> [GIVEN TASK]:
Gather each line of the listing below that contains the string "grass", treating uppercase and lowercase as distinct, and copy those lines in full.

┌──

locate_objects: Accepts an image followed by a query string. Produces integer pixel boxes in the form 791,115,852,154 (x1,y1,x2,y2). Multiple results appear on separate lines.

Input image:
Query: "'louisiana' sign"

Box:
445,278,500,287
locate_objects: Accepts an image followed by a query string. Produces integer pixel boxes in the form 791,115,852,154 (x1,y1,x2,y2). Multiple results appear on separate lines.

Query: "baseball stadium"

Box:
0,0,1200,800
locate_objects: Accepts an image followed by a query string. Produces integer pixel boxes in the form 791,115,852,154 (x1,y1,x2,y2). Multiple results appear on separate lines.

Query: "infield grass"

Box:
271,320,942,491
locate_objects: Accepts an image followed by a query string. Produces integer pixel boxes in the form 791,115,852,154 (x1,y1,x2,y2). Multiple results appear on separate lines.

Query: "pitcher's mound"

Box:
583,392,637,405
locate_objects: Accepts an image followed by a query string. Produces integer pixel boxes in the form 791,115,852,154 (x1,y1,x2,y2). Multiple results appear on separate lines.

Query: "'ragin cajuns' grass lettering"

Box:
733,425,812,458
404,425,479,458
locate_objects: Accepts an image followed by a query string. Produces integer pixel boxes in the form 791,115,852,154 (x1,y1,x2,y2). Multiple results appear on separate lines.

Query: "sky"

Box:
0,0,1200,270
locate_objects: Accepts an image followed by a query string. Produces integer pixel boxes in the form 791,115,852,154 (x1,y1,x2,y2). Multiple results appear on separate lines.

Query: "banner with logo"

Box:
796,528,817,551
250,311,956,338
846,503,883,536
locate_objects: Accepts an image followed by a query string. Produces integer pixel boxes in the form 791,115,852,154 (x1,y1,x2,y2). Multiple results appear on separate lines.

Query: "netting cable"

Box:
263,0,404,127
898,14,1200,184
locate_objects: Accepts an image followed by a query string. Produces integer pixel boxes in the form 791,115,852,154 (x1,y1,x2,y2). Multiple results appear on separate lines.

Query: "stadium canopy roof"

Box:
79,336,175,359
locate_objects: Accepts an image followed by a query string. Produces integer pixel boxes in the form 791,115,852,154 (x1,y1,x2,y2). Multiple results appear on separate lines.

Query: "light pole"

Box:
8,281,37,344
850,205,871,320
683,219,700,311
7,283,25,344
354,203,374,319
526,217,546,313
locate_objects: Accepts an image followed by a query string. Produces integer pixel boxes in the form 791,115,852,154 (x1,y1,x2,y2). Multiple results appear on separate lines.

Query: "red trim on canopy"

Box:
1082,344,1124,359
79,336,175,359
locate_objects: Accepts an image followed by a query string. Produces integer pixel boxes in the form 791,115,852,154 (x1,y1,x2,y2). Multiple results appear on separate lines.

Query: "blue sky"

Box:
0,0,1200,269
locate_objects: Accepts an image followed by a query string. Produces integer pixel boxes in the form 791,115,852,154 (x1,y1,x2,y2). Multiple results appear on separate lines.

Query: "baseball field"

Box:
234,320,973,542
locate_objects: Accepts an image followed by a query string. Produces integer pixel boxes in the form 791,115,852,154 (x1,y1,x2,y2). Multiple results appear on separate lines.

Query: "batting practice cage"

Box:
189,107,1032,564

└──

> [THE OUTPUT]:
Query: "infield grass"
Query: "'ragin cajuns' grass lettering"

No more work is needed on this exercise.